__Task directions__. Rewrite the stretch from "In this exercise you will locate the shadow" through "<point>125,297</point>" with every "Place a single point on each instance" changed to "Mark each instance with one point" and nothing else altered.

__Source records__.
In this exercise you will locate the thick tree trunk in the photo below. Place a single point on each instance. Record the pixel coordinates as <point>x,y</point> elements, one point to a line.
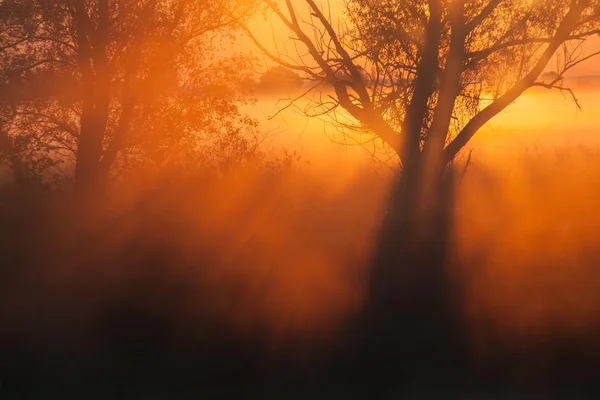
<point>411,322</point>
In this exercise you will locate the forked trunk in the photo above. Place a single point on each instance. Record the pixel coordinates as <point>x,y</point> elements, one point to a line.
<point>410,319</point>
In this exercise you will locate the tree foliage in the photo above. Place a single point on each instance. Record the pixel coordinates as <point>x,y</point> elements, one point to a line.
<point>425,75</point>
<point>94,84</point>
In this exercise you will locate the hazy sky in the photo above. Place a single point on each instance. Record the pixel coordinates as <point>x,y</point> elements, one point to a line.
<point>276,36</point>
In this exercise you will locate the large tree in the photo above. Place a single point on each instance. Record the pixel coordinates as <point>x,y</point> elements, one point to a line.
<point>425,75</point>
<point>103,81</point>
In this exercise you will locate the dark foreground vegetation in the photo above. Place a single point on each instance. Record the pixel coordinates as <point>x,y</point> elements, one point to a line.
<point>197,287</point>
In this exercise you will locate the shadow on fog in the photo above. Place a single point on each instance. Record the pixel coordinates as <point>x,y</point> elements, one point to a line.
<point>256,282</point>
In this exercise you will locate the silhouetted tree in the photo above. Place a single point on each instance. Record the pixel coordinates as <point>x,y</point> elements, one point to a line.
<point>425,76</point>
<point>110,74</point>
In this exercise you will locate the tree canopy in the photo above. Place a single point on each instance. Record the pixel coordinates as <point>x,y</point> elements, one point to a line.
<point>105,82</point>
<point>425,75</point>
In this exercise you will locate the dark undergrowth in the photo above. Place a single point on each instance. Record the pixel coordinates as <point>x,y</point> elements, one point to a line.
<point>125,297</point>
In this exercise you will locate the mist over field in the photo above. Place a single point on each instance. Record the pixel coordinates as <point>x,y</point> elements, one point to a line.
<point>299,199</point>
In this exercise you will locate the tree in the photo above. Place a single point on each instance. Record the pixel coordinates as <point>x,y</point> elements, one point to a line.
<point>105,68</point>
<point>425,75</point>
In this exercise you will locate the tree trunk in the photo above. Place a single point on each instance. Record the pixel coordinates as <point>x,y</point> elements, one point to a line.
<point>410,318</point>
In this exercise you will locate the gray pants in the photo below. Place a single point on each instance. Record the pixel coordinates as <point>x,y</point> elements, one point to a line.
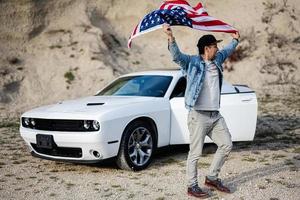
<point>212,124</point>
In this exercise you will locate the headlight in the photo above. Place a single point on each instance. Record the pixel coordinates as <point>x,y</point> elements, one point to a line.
<point>26,121</point>
<point>32,121</point>
<point>86,124</point>
<point>96,125</point>
<point>91,125</point>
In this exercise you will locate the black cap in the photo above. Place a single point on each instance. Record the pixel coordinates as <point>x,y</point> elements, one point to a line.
<point>207,40</point>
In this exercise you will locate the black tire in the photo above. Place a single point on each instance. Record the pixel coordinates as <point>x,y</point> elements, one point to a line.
<point>137,146</point>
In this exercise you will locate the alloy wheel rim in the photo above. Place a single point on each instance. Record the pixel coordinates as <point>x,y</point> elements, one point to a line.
<point>140,146</point>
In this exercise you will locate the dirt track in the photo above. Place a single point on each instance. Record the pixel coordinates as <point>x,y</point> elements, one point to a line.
<point>267,168</point>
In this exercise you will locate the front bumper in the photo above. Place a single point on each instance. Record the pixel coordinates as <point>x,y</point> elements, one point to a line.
<point>80,147</point>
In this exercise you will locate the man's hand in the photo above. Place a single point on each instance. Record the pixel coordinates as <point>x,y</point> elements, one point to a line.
<point>235,35</point>
<point>168,31</point>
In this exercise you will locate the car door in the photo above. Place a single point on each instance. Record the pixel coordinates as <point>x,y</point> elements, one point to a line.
<point>179,130</point>
<point>238,107</point>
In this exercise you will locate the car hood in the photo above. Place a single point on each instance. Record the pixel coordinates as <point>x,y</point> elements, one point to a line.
<point>88,105</point>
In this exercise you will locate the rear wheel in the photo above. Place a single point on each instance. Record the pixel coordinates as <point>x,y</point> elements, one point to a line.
<point>137,146</point>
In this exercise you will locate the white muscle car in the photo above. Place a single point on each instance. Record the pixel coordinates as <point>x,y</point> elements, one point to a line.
<point>129,119</point>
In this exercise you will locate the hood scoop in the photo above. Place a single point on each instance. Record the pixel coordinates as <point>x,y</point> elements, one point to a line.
<point>94,104</point>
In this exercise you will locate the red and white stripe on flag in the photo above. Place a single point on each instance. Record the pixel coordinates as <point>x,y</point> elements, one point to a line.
<point>197,15</point>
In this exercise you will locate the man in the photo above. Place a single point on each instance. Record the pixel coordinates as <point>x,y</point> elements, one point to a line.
<point>202,98</point>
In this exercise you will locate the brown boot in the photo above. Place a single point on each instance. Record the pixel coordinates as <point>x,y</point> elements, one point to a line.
<point>217,184</point>
<point>197,192</point>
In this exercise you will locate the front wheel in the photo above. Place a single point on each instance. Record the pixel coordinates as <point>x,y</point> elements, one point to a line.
<point>137,146</point>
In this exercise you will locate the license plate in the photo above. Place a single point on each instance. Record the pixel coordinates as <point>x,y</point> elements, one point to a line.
<point>44,141</point>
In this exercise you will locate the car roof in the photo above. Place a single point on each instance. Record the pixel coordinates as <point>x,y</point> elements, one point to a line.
<point>167,72</point>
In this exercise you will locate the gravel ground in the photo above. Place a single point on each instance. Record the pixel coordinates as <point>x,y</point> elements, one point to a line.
<point>267,168</point>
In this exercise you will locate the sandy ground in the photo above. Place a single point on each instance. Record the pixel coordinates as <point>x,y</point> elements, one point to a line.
<point>49,49</point>
<point>267,168</point>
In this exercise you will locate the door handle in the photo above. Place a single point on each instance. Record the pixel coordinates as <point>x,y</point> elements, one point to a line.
<point>246,100</point>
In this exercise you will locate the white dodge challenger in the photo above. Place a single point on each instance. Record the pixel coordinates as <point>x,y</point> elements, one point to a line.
<point>129,119</point>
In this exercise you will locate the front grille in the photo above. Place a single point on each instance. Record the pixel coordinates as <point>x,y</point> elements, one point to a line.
<point>59,151</point>
<point>59,125</point>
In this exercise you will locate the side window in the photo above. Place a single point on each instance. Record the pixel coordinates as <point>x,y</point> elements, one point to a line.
<point>179,88</point>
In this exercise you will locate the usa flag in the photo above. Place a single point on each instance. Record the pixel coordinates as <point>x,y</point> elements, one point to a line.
<point>180,13</point>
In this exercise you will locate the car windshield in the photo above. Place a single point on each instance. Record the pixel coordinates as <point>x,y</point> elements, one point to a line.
<point>145,85</point>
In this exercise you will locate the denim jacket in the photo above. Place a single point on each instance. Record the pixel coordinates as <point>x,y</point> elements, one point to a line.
<point>193,67</point>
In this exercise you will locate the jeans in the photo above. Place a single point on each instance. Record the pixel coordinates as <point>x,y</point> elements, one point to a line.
<point>212,124</point>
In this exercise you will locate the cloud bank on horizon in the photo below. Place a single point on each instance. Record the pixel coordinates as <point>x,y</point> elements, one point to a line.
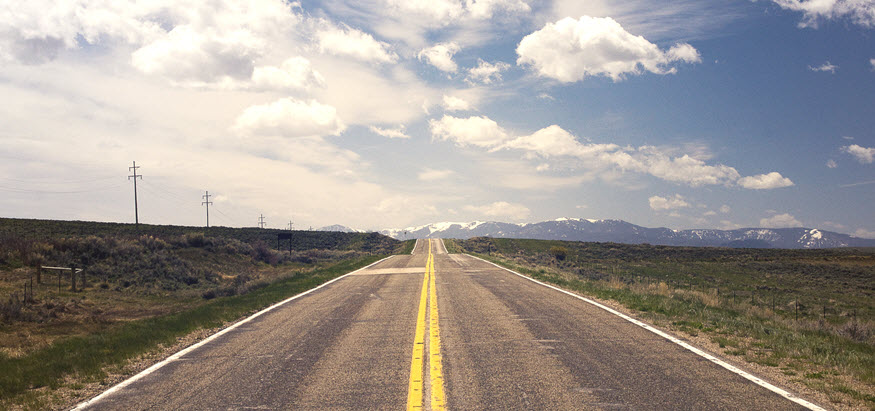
<point>391,113</point>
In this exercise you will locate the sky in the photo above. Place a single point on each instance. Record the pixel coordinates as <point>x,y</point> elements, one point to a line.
<point>382,114</point>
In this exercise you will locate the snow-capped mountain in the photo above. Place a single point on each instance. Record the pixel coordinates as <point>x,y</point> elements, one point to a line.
<point>618,231</point>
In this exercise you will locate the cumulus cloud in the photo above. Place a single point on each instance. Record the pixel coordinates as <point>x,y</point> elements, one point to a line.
<point>570,50</point>
<point>441,56</point>
<point>780,221</point>
<point>825,67</point>
<point>861,12</point>
<point>865,155</point>
<point>553,141</point>
<point>484,9</point>
<point>501,209</point>
<point>189,56</point>
<point>346,41</point>
<point>288,117</point>
<point>397,132</point>
<point>452,103</point>
<point>486,72</point>
<point>295,73</point>
<point>658,203</point>
<point>474,131</point>
<point>430,174</point>
<point>765,181</point>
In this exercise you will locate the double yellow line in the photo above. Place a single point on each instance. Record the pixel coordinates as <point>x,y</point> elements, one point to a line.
<point>416,386</point>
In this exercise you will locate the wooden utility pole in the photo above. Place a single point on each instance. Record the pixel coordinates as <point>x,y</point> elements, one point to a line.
<point>207,203</point>
<point>135,176</point>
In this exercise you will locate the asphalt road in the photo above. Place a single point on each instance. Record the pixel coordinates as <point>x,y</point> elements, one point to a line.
<point>505,343</point>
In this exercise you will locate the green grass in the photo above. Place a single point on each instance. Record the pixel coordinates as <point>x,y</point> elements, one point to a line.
<point>87,356</point>
<point>741,326</point>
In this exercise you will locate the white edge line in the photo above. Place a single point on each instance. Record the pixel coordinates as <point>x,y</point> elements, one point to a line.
<point>191,348</point>
<point>753,378</point>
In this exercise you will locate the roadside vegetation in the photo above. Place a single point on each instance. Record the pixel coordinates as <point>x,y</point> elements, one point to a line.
<point>808,314</point>
<point>142,289</point>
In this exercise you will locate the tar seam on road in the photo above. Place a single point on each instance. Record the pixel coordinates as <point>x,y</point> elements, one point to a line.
<point>191,348</point>
<point>753,378</point>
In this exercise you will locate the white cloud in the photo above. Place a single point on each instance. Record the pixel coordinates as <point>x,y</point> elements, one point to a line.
<point>501,209</point>
<point>686,169</point>
<point>397,132</point>
<point>780,221</point>
<point>441,56</point>
<point>554,142</point>
<point>430,174</point>
<point>765,181</point>
<point>484,9</point>
<point>476,131</point>
<point>188,56</point>
<point>545,96</point>
<point>825,67</point>
<point>569,50</point>
<point>288,117</point>
<point>346,41</point>
<point>486,72</point>
<point>865,155</point>
<point>295,73</point>
<point>861,12</point>
<point>453,103</point>
<point>658,203</point>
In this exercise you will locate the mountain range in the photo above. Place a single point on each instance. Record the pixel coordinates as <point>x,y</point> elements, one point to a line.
<point>619,231</point>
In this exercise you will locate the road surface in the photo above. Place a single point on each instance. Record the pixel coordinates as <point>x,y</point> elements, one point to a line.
<point>379,339</point>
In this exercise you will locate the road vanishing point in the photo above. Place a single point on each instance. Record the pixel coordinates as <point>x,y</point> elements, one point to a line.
<point>433,330</point>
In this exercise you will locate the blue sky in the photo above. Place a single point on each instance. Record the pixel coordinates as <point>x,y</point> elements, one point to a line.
<point>386,113</point>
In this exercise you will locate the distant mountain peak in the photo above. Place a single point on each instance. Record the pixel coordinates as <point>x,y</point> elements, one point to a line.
<point>619,231</point>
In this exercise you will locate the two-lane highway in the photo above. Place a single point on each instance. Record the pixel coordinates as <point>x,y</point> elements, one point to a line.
<point>431,330</point>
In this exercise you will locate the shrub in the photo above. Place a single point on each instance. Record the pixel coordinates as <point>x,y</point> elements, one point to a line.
<point>558,252</point>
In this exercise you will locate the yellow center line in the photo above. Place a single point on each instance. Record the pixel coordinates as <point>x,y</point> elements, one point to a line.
<point>415,387</point>
<point>434,345</point>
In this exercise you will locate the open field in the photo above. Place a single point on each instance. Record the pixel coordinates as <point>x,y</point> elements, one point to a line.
<point>142,289</point>
<point>806,314</point>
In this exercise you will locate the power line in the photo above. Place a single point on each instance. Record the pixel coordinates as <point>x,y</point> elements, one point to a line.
<point>207,203</point>
<point>135,176</point>
<point>27,190</point>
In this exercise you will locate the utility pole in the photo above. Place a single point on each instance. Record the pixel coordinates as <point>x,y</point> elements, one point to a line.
<point>135,176</point>
<point>207,203</point>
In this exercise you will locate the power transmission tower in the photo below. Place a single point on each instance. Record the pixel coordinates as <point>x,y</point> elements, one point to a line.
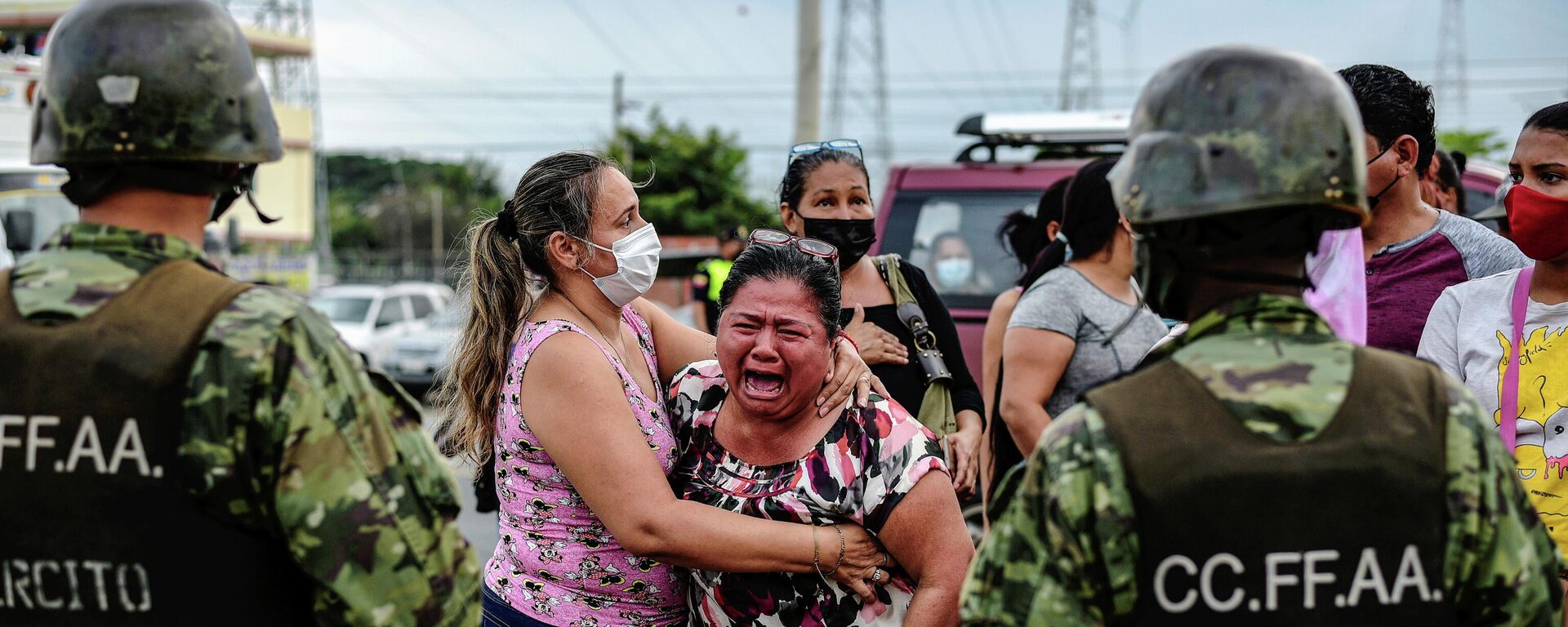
<point>860,46</point>
<point>1080,57</point>
<point>1450,59</point>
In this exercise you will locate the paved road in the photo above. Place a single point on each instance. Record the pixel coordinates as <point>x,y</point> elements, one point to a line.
<point>479,529</point>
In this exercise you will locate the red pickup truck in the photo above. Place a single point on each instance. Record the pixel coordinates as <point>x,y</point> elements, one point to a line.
<point>969,196</point>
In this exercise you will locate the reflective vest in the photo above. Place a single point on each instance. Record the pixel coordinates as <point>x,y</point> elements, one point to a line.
<point>96,522</point>
<point>717,270</point>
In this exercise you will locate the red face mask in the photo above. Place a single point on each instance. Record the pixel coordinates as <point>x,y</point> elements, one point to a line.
<point>1539,223</point>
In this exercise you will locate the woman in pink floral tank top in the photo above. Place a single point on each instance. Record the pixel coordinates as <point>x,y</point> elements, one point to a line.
<point>568,402</point>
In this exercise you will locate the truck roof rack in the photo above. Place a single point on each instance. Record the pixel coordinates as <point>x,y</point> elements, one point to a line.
<point>1056,134</point>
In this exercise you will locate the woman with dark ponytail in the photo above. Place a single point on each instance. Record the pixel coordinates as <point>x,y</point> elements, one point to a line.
<point>825,195</point>
<point>1082,322</point>
<point>559,376</point>
<point>1027,237</point>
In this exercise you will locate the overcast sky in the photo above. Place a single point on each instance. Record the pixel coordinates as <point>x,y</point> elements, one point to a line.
<point>511,80</point>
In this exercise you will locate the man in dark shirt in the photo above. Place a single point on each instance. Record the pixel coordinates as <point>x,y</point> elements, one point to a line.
<point>1413,250</point>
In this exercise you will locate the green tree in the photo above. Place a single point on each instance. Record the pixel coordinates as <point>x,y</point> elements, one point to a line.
<point>381,204</point>
<point>1474,145</point>
<point>697,182</point>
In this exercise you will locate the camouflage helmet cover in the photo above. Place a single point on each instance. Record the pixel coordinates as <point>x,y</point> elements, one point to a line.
<point>151,80</point>
<point>1236,129</point>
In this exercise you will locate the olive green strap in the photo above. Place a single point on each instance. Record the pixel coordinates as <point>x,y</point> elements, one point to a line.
<point>937,408</point>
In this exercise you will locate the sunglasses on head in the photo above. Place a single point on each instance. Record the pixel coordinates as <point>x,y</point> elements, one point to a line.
<point>822,146</point>
<point>806,245</point>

__Reply to the task__.
In this exercise you will locate the shadow on fog in the photo above. Mark each instance with one point. Record the pixel coordinates as <point>x,y</point> elements, one point to a line.
<point>256,282</point>
In this exercise you will locate the silhouetted tree in the photo above. Mark each instance with one point. Record the pixel coordinates as <point>x,y</point> elements, one point to a line.
<point>425,76</point>
<point>110,74</point>
In this exercise you will locate the tree canopy in the photo above. Mark each instance with one point. Record the pixel coordinates as <point>x,y</point> elements, one point to a line.
<point>105,82</point>
<point>425,75</point>
In this exercise you will locate the dark undergrowth in the photo above. Mark each instance with one point. Record the pixel coordinates as <point>x,y</point> elements, one point to a line.
<point>125,297</point>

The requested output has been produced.